不可否認,對於「中醫」這個話題,戎評向來是持謹慎態度的:

道理很簡單,無論是在我個人或是日常我們能夠接觸到的輿論環境中,對於「中醫」的評價,都呈現出一種兩極分化的截然態勢...

捧者,視其為奇術精粹,庸人不可與語。

貶者,稱其為巫術渣滓,恨不能盡廢之。

事實如此:作為中國傳統醫學的「中醫」,即使在中國人群中也是矛盾且極具爭議的!

這是「謹慎態度」的主要原因,非是不敢,實是能力有限,生怕誤導。

但是,當爭議愈烈,當一篇又一篇把中醫吹上天的震驚體和把中醫貶入地的憤怒體不斷被杜撰出來時,當這樣一種看似針鋒相對,實則都是由於無知和懶惰,企圖對某項事物做出一種最省力、最簡單解釋的文章大行其道時,當中西醫之爭開始向文明之爭,種族優劣之爭過渡靠攏時...

逃避不是辦法。

從不敢妄稱自己的評述就是絕對的「真實」,但是我自問撰文揭露鮮少「省力」,因為我知,省力的結果多半就是像哈哈鏡一樣,只會把現實變得面目全非,而這一切所最終觸及傳遞的,不是對世界獲得深入的理解,而只是情緒的簡單宣洩。

不論真知多少,《顏氏家訓》可教天下:鈍學累功,不妨精熟。


日前,新華社發布的一篇名為《屠呦呦團隊放「大招」:「青蒿素抗藥性」等研究獲新突破》的通訊報導,引起了中國社會的廣泛關注。

簡單的講,此次新華社的通訊文章主要講了三個點:

1、屠呦呦及其團隊在經過三年多的科研攻堅後,通過對抗瘧機理研究,成功的對「青蒿素」當前困擾世界的「耐藥性問題」進行了突破,由此最終奠定了青蒿素是人類抗瘧首選高效藥物的醫學地位!

### 作業說明 1
依節選文字所述,屠呦呦及其團隊經過多久的科研攻堅,才在青蒿素耐藥性問題上取得突破?
### 作業說明 2
請輸出節選文字的一段原文:從含有「但是,當爭議愈烈,當一篇又一」的地方起,到「理解,而只是情緒的簡單宣洩。」之後停止。

### 學習資料

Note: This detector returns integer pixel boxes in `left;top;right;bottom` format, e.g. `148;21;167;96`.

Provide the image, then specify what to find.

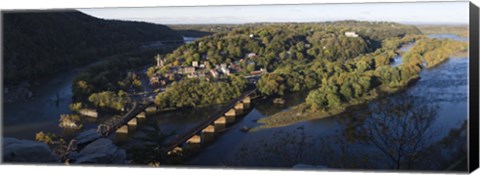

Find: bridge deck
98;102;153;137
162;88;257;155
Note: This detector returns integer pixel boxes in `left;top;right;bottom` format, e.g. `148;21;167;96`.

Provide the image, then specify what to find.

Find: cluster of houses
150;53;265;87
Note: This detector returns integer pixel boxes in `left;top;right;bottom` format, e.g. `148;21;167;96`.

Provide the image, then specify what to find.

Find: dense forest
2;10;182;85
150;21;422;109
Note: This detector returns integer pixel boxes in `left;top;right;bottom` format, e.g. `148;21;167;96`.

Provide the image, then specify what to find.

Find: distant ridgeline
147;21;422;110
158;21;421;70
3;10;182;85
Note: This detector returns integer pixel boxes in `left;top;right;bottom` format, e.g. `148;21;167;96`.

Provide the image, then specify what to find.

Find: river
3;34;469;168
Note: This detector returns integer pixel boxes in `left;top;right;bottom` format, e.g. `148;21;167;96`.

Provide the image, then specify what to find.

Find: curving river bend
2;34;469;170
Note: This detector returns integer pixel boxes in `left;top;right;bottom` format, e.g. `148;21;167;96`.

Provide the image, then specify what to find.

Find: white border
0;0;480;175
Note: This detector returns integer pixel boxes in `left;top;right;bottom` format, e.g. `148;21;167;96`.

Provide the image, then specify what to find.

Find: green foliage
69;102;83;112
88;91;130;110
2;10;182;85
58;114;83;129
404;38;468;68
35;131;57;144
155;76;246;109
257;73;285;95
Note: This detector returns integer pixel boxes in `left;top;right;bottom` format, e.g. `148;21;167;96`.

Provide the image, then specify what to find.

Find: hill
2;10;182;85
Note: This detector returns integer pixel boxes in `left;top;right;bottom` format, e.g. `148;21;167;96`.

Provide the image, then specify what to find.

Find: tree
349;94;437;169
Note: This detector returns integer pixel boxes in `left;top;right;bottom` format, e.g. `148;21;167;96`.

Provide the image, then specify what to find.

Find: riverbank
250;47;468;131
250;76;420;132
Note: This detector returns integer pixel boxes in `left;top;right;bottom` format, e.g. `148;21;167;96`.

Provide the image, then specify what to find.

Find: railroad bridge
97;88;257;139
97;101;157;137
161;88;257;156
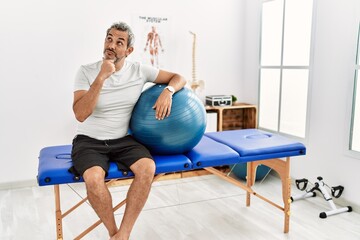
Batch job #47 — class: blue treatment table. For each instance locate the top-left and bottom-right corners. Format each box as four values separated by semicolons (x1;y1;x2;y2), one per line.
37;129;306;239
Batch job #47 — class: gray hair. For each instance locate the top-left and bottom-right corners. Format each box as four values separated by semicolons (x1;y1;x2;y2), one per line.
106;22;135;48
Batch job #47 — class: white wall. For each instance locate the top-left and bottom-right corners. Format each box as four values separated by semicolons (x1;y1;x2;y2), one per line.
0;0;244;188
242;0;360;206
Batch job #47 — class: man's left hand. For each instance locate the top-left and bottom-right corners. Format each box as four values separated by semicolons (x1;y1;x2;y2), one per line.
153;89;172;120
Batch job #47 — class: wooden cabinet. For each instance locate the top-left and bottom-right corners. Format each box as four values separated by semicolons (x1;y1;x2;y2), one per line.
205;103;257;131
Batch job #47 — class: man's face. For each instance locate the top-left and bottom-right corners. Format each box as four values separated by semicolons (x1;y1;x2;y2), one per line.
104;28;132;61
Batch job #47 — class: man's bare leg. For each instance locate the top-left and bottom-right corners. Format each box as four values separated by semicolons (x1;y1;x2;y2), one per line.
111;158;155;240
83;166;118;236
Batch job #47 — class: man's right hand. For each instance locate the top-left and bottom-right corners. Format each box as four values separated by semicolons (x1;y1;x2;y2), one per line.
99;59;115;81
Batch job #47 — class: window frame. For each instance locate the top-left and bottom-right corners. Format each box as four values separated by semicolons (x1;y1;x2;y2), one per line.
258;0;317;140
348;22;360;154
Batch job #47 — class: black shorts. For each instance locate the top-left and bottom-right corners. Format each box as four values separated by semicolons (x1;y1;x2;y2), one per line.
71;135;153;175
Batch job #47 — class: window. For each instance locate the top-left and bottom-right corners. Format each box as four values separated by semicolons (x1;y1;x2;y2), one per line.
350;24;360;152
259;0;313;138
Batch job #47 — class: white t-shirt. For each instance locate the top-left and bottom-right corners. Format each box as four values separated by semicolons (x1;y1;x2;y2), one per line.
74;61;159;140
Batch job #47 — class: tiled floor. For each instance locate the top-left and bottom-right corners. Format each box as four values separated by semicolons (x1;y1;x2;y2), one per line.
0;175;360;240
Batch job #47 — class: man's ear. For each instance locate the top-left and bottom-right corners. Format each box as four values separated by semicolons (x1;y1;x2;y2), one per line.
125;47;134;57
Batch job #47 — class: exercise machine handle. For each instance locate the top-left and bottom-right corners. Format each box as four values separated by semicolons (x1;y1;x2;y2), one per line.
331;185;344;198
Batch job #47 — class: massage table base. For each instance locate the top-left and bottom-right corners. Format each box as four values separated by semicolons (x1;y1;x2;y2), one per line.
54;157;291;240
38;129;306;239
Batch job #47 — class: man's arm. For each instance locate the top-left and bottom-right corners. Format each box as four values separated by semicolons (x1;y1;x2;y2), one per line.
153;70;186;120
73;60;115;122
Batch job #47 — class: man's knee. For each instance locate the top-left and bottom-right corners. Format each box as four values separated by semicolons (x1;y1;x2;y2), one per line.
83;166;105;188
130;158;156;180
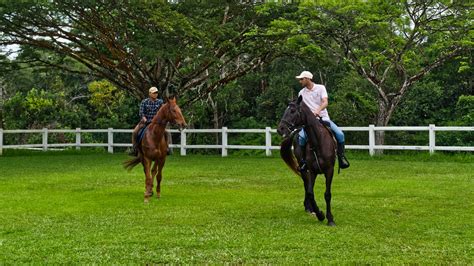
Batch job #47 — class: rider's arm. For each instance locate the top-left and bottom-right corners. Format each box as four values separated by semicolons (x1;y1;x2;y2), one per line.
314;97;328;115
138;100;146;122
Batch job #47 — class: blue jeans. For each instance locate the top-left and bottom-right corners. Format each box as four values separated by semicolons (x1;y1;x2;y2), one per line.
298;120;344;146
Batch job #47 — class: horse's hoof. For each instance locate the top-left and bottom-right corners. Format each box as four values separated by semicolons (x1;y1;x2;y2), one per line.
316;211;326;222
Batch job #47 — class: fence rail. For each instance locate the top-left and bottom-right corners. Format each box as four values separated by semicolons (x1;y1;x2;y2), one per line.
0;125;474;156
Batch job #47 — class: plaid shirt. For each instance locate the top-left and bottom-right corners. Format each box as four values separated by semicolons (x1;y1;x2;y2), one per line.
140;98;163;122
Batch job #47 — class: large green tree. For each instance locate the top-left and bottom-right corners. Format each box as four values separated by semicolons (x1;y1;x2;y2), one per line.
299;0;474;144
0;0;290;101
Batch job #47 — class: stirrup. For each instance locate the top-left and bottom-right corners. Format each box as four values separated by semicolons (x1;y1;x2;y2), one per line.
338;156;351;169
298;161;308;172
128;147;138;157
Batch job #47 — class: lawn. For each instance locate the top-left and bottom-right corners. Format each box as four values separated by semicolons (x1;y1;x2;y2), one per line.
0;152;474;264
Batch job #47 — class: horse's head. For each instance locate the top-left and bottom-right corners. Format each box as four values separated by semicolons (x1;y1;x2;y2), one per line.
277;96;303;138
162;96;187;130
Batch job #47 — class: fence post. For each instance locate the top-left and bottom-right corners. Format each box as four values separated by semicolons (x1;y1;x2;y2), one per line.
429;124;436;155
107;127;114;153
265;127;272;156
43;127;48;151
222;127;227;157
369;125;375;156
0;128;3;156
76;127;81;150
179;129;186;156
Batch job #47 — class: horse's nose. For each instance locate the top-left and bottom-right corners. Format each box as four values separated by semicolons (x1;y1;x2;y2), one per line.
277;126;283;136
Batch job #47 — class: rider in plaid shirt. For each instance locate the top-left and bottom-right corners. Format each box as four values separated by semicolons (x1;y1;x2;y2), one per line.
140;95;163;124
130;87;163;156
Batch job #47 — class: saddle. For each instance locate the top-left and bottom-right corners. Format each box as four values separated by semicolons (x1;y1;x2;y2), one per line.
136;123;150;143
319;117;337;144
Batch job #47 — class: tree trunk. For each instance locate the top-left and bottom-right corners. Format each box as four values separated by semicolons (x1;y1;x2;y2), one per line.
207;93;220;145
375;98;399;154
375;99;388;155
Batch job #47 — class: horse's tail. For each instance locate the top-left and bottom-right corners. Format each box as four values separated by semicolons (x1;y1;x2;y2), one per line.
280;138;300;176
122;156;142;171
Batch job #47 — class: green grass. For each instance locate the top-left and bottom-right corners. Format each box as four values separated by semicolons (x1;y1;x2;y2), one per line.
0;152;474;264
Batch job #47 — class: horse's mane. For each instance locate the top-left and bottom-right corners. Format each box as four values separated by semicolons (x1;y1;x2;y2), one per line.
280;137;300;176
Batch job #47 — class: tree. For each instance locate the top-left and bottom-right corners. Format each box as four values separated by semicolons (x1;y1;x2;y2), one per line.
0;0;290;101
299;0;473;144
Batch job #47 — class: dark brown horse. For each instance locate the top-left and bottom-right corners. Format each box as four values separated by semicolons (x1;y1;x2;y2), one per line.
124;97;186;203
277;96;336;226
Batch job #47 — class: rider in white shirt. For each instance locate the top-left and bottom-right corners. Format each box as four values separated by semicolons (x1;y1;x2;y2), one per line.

### 參考解答 1
三年多。

### 參考解答 2
但是,當爭議愈烈,當一篇又一篇把中醫吹上天的震驚體和把中醫貶入地的憤怒體不斷被杜撰出來時,當這樣一種看似針鋒相對,實則都是由於無知和懶惰,企圖對某項事物做出一種最省力、最簡單解釋的文章大行其道時,當中西醫之爭開始向文明之爭,種族優劣之爭過渡靠攏時...

逃避不是辦法。

從不敢妄稱自己的評述就是絕對的「真實」,但是我自問撰文揭露鮮少「省力」,因為我知,省力的結果多半就是像哈哈鏡一樣,只會把現實變得面目全非,而這一切所最終觸及傳遞的,不是對世界獲得深入的理解,而只是情緒的簡單宣洩。